Objective 1:
Write out the passage of the Trump transition analysis below from "The spaghetti strategy" to "required in court.".
Objective 2:
Pick up the Trump transition analysis below right after its last sentence and keep writing it.

Supplied text:
>> begin
Trump threatens more damage on his way out of office, with complicity from the GOP

TRANSITION-ANALYSIS: The final chapter of the Trump presidency has become a crude effort to manufacture what doesn't exist and to deny what does. Having declared long before the first votes were cast that the election was rigged, President Donald Trump and his allies have been mired in a desperate and apparently fruitless effort to prove that it was. 

This will end soon enough, but not without damage - damage far more serious than any effect on the president's legacy. Tearing at the integrity of the electoral process to satisfy the bruised ego of the president will leave the country more divided and more difficult for President-elect Joe Biden to govern. The president threatens to burn down the house on his way out the door.

Biden has won the election. The results are not yet certified. In some states, the margins are close. There will be recounts and the Trump campaign is within its rights to pursue them, even if they are not triggered automatically. But reversing counts in enough states to change the reality that Biden has the necessary electoral votes is fanciful.

The spaghetti strategy of lawsuits employed by the Trump team has yet to prove any systematic or widespread fraud, or that any irregularities that might turn up would result in Trump winning where he is losing. Allegations, even in affidavits, are not ironclad proof required in court.
>> end
Material:
>> begin
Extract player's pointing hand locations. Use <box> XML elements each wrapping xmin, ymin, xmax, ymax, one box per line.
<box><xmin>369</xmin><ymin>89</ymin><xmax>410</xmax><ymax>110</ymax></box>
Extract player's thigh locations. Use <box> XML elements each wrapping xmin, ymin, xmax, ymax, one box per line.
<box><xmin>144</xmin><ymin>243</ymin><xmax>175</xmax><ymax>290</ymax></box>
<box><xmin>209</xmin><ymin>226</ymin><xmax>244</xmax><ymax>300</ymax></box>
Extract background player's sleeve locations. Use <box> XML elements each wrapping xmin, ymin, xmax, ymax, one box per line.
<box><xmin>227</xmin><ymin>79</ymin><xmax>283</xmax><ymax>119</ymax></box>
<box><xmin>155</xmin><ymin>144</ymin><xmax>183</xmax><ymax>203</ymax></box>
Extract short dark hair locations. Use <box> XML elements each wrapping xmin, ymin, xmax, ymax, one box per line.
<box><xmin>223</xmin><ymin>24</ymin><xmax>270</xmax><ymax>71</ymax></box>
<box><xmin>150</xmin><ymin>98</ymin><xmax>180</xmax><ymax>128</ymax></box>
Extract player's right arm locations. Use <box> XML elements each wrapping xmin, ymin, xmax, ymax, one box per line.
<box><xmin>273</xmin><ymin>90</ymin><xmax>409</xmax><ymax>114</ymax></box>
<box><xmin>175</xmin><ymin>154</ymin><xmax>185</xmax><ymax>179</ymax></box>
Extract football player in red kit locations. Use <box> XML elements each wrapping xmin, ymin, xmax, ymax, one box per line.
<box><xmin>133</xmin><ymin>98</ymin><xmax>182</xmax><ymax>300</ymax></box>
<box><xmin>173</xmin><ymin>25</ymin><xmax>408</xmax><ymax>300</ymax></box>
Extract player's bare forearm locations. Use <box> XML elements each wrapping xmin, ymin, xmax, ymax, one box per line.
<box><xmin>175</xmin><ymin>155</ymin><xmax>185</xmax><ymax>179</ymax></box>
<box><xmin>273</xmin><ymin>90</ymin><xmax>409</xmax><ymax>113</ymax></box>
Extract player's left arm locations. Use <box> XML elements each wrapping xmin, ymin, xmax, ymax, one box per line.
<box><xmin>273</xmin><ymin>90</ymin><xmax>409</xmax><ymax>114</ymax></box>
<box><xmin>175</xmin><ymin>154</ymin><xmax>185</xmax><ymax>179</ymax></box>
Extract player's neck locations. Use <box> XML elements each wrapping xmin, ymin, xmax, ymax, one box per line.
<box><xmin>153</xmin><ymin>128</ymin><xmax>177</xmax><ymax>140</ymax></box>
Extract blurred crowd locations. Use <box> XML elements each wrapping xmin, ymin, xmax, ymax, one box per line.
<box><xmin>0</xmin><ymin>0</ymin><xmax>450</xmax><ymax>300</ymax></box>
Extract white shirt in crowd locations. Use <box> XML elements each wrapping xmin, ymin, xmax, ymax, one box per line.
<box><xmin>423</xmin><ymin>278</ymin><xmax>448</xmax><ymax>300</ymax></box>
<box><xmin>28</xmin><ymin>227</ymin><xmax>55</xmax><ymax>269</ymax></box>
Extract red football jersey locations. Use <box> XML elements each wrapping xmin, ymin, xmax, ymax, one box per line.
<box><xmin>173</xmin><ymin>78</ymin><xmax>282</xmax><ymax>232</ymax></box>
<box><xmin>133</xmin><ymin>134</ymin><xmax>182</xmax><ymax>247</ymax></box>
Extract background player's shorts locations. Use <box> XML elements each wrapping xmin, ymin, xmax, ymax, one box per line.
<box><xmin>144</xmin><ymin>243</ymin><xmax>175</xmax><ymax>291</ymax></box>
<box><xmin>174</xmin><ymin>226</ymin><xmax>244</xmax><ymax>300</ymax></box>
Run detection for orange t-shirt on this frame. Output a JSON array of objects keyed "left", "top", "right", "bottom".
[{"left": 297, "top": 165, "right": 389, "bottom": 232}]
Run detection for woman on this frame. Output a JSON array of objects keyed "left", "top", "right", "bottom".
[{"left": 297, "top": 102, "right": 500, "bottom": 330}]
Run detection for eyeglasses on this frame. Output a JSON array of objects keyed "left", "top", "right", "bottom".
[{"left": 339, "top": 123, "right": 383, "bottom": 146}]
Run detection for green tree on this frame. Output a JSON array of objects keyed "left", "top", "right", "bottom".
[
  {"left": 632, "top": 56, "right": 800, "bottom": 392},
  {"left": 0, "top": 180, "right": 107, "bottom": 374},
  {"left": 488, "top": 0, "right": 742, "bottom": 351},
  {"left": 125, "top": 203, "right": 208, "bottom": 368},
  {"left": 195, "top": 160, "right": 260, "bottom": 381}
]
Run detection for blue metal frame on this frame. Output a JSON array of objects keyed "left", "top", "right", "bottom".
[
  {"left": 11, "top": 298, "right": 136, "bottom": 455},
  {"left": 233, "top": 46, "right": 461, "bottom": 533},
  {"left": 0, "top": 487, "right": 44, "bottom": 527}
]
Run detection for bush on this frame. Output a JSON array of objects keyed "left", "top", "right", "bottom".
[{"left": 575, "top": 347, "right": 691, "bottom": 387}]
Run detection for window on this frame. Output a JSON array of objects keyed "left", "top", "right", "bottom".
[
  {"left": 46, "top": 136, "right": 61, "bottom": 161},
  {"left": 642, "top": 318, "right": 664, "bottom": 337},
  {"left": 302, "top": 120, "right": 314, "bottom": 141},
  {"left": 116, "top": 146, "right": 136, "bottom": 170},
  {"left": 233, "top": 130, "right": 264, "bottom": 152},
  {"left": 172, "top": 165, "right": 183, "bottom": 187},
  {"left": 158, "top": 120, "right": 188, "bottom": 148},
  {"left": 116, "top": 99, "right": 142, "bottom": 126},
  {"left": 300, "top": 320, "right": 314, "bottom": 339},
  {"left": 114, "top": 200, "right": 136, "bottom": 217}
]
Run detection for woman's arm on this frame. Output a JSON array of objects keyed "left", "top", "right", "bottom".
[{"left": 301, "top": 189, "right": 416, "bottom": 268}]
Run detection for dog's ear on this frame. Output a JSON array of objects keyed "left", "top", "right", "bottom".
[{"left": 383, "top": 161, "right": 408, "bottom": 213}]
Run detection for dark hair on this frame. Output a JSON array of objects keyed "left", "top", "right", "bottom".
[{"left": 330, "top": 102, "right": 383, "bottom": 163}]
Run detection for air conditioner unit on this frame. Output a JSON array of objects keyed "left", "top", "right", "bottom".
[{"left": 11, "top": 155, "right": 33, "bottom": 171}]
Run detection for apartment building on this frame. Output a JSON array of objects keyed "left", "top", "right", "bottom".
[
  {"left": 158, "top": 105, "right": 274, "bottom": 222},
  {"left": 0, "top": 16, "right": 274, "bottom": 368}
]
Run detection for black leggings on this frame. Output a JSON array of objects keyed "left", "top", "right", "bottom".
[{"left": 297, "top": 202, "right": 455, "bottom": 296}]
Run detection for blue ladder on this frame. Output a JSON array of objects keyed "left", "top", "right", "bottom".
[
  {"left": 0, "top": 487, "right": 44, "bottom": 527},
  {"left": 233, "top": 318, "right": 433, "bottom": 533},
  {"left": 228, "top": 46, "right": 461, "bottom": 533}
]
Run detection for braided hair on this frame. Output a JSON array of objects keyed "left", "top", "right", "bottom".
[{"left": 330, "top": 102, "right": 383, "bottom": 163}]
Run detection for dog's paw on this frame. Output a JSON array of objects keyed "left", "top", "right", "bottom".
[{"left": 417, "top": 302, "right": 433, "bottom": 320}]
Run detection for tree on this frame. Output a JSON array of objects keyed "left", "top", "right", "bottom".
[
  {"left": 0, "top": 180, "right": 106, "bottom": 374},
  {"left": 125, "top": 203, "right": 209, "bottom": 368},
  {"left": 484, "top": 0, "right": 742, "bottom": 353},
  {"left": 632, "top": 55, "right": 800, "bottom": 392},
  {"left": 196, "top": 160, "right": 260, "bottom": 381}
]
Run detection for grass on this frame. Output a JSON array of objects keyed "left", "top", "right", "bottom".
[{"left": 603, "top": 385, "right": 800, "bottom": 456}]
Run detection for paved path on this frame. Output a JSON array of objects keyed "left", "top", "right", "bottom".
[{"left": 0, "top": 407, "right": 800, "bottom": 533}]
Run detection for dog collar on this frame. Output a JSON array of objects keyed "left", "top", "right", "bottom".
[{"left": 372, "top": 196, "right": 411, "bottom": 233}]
>> end
Task response 1:
The spaghetti strategy of lawsuits employed by the Trump team has yet to prove any systematic or widespread fraud, or that any irregularities that might turn up would result in Trump winning where he is losing. Allegations, even in affidavits, are not ironclad proof required in court.

Task response 2:
Some of the president's closest allies seem to have lost touch with how elections work. Last Saturday, shortly after networks projected that Biden would become the 46th president, Rudy Giuliani accused the Democrats of trying to steal the election. "Networks don't get to decide elections," he lamented. "Courts do." 

Actually, voters decide elections, and in this case they have. Courts step in when necessary to adjudicate disputes. In 2000, the Supreme Court effectively decided the election by stopping the Florida recount with George W. Bush 537 votes ahead of Al Gore. No one thought it was good that the court decided the election. 

This year, no state count is anywhere as close as Florida was on the day the recount battle started in 2000. The Trump team hasn't produced anything that would suggest that the president can reverse the margins where he is disputing the results.

Giuliani conveniently ignored the fact that, four years ago, these same networks called the election for Donald Trump, and a lot sooner than they did for Biden this year. Not every vote had been counted then, but the world - and Hillary Clinton - accepted the reality that was clear from the numbers. Clinton conceded the next morning.

For their own reasons, Republican elected officials have decided to become complicit in the charade. Humoring the president or turning away in silence when he abuses the traditions of his office have become ingrained behavior for all but a handful of Republicans in office.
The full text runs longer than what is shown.